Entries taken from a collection

·····

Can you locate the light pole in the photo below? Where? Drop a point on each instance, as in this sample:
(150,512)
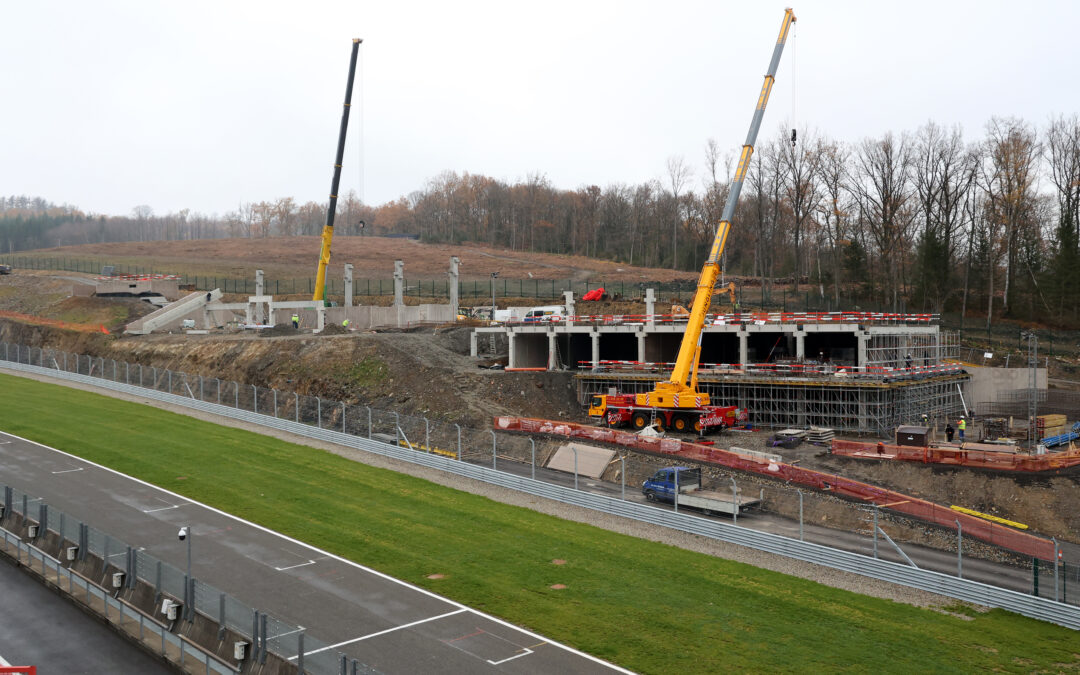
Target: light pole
(185,534)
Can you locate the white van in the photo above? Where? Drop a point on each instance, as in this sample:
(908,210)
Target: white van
(544,314)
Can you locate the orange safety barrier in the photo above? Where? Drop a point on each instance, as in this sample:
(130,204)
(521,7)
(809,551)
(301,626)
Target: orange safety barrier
(984,530)
(56,323)
(959,456)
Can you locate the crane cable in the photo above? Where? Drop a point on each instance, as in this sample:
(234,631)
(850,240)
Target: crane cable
(794,52)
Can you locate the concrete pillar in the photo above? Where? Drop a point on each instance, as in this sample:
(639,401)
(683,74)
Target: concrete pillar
(595,339)
(455,262)
(259,282)
(348,284)
(399,283)
(862,341)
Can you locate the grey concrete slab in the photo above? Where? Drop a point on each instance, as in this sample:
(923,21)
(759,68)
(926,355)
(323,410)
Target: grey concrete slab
(40,628)
(380,621)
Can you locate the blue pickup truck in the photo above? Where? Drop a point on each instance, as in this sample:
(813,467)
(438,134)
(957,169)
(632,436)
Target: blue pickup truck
(661,487)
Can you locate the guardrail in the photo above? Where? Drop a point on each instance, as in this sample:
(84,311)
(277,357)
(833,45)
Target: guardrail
(927,580)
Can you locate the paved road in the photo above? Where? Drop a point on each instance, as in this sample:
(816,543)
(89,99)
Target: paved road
(1004,576)
(40,628)
(388,624)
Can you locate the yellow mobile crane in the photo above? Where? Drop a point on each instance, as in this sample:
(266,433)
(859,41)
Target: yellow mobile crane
(324,255)
(677,403)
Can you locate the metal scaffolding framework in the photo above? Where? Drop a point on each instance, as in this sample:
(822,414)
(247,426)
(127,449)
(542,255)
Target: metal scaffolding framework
(850,406)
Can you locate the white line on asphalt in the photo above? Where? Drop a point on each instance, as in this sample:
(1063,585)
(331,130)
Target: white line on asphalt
(162,509)
(281,569)
(399,628)
(333,556)
(516,656)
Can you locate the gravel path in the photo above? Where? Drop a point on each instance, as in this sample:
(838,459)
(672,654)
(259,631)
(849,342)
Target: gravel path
(828,577)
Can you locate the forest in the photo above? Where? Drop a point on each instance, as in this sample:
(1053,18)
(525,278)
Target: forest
(923,219)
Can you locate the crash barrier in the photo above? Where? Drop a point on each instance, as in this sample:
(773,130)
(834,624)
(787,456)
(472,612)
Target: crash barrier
(147,630)
(958,456)
(757,319)
(313,424)
(783,369)
(1007,538)
(90,553)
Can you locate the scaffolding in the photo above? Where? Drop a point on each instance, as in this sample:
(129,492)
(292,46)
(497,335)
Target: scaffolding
(865,407)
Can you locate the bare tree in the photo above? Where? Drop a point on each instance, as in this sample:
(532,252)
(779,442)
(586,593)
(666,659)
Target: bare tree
(881,186)
(801,165)
(678,176)
(1008,176)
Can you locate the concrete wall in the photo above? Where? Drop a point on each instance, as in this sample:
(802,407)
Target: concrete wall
(986,381)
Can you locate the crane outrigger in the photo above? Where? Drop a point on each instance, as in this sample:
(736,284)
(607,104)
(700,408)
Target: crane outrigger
(677,403)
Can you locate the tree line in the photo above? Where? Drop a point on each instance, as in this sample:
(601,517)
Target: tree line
(920,220)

·····

Copy, character for character, the lines from the line that holds "Target: crane outrigger" through the final line of the records above.

Target: crane outrigger
(677,403)
Can you locate the tree line in the photo above? Where? Drop a point on each instance, as in this sample:
(601,517)
Target: tree line
(920,220)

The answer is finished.